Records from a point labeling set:
══════
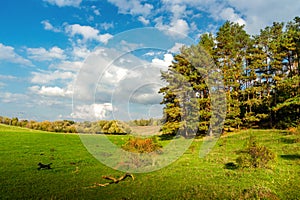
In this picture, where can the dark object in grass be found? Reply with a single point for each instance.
(231, 165)
(114, 180)
(291, 156)
(44, 166)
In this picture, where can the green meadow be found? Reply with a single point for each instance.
(189, 177)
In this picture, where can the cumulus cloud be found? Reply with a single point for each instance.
(167, 61)
(92, 111)
(44, 77)
(144, 20)
(176, 48)
(259, 14)
(49, 27)
(8, 97)
(73, 66)
(41, 54)
(88, 33)
(133, 7)
(230, 15)
(106, 25)
(49, 91)
(62, 3)
(7, 53)
(177, 28)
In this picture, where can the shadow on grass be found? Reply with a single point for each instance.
(231, 166)
(290, 140)
(166, 137)
(290, 156)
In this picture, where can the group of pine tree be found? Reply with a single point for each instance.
(260, 75)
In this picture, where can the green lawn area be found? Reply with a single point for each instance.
(190, 177)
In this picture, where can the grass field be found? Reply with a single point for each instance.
(190, 177)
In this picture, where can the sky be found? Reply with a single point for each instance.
(101, 59)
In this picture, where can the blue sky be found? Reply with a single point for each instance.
(101, 59)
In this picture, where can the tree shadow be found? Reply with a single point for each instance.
(231, 165)
(290, 140)
(167, 137)
(290, 156)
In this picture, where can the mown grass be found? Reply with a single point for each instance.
(190, 177)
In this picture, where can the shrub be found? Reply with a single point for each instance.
(254, 155)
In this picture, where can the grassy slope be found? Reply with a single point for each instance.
(188, 178)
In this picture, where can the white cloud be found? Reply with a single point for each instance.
(7, 53)
(62, 3)
(259, 14)
(49, 91)
(41, 54)
(90, 112)
(44, 77)
(7, 77)
(133, 7)
(177, 28)
(106, 25)
(176, 48)
(73, 66)
(144, 20)
(88, 33)
(230, 15)
(49, 27)
(8, 97)
(166, 62)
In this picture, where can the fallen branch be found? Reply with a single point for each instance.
(113, 180)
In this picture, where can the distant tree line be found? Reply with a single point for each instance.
(68, 126)
(63, 126)
(261, 76)
(146, 122)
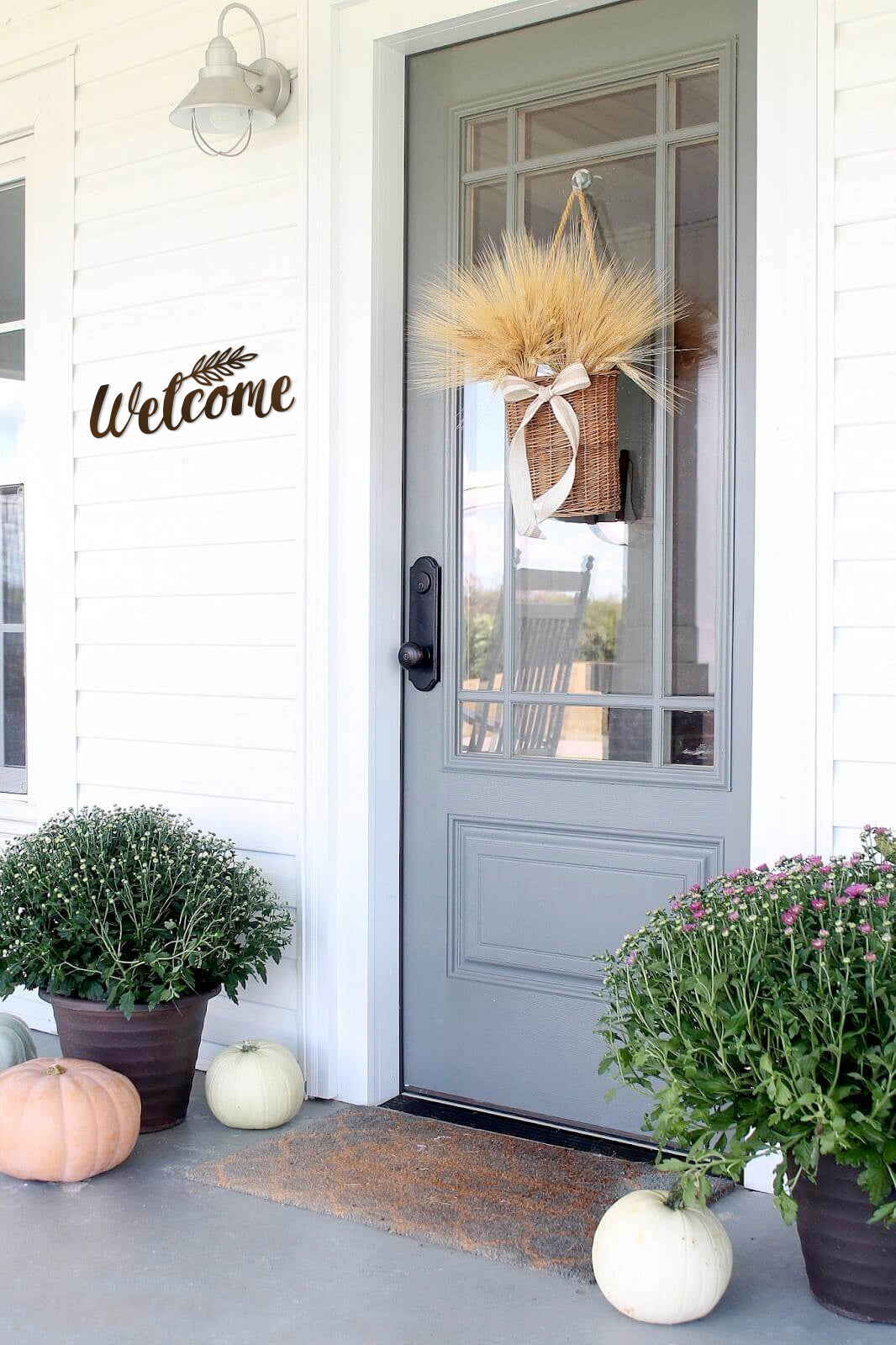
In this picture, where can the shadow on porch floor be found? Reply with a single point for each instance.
(141, 1255)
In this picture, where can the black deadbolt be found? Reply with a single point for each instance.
(419, 656)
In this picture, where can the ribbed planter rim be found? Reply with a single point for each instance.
(101, 1006)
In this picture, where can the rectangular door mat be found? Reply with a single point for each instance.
(512, 1200)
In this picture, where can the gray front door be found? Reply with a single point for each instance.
(587, 750)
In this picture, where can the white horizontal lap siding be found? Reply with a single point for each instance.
(864, 533)
(187, 557)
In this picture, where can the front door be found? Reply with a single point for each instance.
(586, 752)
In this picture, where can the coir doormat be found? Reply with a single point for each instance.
(512, 1200)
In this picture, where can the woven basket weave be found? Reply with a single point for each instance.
(596, 484)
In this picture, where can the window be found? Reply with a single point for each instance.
(604, 642)
(13, 351)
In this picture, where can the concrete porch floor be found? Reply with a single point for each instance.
(141, 1255)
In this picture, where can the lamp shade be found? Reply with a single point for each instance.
(222, 101)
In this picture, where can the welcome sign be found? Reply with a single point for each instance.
(210, 398)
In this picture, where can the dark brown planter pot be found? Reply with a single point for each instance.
(851, 1263)
(156, 1049)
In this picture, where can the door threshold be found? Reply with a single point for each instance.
(544, 1130)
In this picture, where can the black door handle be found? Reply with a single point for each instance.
(412, 657)
(419, 656)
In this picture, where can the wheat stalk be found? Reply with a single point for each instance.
(521, 307)
(212, 369)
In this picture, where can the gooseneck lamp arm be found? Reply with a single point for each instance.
(232, 98)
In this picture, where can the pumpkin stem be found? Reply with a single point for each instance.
(676, 1197)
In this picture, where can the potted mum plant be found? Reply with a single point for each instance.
(128, 921)
(759, 1013)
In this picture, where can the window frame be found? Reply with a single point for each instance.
(13, 779)
(37, 145)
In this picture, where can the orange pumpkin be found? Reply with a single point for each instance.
(65, 1120)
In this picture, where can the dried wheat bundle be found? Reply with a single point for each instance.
(528, 304)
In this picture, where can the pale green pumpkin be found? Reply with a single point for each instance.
(17, 1042)
(255, 1086)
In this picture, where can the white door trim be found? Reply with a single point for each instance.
(356, 230)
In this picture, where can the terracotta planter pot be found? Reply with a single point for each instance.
(156, 1049)
(851, 1263)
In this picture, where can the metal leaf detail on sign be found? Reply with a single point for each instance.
(212, 369)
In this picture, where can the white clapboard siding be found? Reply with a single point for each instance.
(158, 229)
(865, 455)
(250, 517)
(865, 661)
(185, 272)
(865, 728)
(865, 255)
(188, 768)
(239, 568)
(257, 619)
(865, 323)
(864, 477)
(864, 593)
(186, 542)
(152, 369)
(202, 720)
(865, 525)
(175, 669)
(250, 824)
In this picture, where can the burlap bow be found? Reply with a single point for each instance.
(529, 511)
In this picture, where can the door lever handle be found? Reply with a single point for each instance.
(419, 656)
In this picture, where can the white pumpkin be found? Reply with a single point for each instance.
(661, 1264)
(17, 1042)
(255, 1086)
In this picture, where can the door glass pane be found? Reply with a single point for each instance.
(11, 253)
(13, 556)
(481, 726)
(688, 737)
(694, 98)
(582, 600)
(486, 143)
(482, 538)
(13, 356)
(486, 214)
(582, 732)
(694, 428)
(584, 123)
(623, 198)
══════
• [Directions for this task] Can you write out again every line from the one containing "In this picture, where can the burlap" through the end of the records, both ends included, adding 89 to each coordinate value in the answers and keeping all other lines as they are?

• [Task result]
In this picture, where can the burlap bow be found? Reply with a single point for each instance.
(618, 600)
In this picture, where can the door lever handle be found? Reply with a single point for each instance.
(508, 745)
In this picture, where can the white pumpkin be found? Reply with a single point for each instance.
(750, 1353)
(106, 1131)
(344, 1175)
In this picture, where can the door glass pane be found? Reply with a single point for each instance.
(100, 342)
(102, 645)
(570, 815)
(777, 826)
(783, 187)
(671, 689)
(575, 232)
(571, 627)
(102, 445)
(575, 303)
(671, 821)
(783, 517)
(673, 212)
(712, 287)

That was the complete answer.